=== Written request ===
Exact copies are required of the lines from the line containing "of the electrical" through the final line of the listing, both included, and of no other lines.

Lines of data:
========

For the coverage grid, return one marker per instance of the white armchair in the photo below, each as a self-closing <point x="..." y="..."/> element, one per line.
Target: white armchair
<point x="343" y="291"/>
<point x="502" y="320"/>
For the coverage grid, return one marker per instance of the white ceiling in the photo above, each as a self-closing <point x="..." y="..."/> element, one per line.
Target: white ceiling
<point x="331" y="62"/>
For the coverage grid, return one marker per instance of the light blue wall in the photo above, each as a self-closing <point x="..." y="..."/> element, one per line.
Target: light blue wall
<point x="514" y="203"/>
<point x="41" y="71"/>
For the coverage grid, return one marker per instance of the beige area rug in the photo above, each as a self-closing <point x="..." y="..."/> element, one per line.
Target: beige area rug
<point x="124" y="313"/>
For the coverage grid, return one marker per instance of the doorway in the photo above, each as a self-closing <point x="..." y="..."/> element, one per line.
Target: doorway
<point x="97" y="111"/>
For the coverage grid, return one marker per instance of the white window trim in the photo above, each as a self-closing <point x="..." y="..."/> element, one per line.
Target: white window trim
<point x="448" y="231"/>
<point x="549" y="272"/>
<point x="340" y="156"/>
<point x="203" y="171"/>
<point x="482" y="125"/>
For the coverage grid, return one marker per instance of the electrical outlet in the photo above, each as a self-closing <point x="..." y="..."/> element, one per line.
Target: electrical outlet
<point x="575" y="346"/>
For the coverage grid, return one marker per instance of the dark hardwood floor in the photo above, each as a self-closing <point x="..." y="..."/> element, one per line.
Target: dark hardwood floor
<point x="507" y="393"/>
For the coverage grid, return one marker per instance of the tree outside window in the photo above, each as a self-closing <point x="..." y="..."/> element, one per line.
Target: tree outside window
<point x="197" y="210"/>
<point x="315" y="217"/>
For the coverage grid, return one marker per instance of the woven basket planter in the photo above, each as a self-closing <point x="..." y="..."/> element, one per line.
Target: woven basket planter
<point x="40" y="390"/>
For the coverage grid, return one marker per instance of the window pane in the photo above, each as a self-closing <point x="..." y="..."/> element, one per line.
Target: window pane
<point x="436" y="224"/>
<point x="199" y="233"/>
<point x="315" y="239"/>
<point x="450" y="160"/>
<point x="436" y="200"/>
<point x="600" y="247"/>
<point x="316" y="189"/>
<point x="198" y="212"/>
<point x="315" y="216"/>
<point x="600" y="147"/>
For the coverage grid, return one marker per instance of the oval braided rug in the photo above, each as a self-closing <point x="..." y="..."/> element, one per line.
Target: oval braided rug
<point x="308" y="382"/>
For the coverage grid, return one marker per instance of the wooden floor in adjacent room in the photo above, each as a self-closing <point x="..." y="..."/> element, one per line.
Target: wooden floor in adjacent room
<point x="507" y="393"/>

========

=== Reply to the exercise ===
For the coverage grid, return one marker per instance of the electrical outlet in the photo above, each as a self-closing <point x="..." y="..."/> element, one per line.
Target: electrical outlet
<point x="575" y="346"/>
For the coverage grid, return one marker per instance of the dark hardwood floor in the photo above, each as a self-closing <point x="..." y="..."/> element, one per line.
Target: dark hardwood floor
<point x="507" y="393"/>
For the coverage grid, return one marker per instance of the tree outside window in the photo above, each as a self-closing <point x="..." y="..."/> element, one per line.
Target: tree outside window
<point x="197" y="210"/>
<point x="315" y="217"/>
For the coverage grid, return one marker per instance of the woven basket planter in the photo above, each as a self-closing <point x="..." y="..."/> element, one per line.
Target: woven basket planter
<point x="40" y="390"/>
For the coverage grid, return one marker per instance of the window pane in the photo above, each as a self-closing <point x="..." y="..."/> element, one per line.
Target: window pane
<point x="436" y="224"/>
<point x="199" y="233"/>
<point x="315" y="239"/>
<point x="450" y="160"/>
<point x="436" y="200"/>
<point x="600" y="247"/>
<point x="316" y="189"/>
<point x="198" y="212"/>
<point x="315" y="216"/>
<point x="600" y="147"/>
For the coverage grid, return one marker per instance of the oval braided rug in the photo above, each as a self-closing <point x="..." y="..."/> element, one per line.
Target: oval braided rug
<point x="308" y="382"/>
For the coverage grid, return one marker per instance of the wooden floor in adjacent room in the photo above, each as a self-closing <point x="..." y="..."/> element, one per line.
Target: wooden floor in adjacent room
<point x="507" y="393"/>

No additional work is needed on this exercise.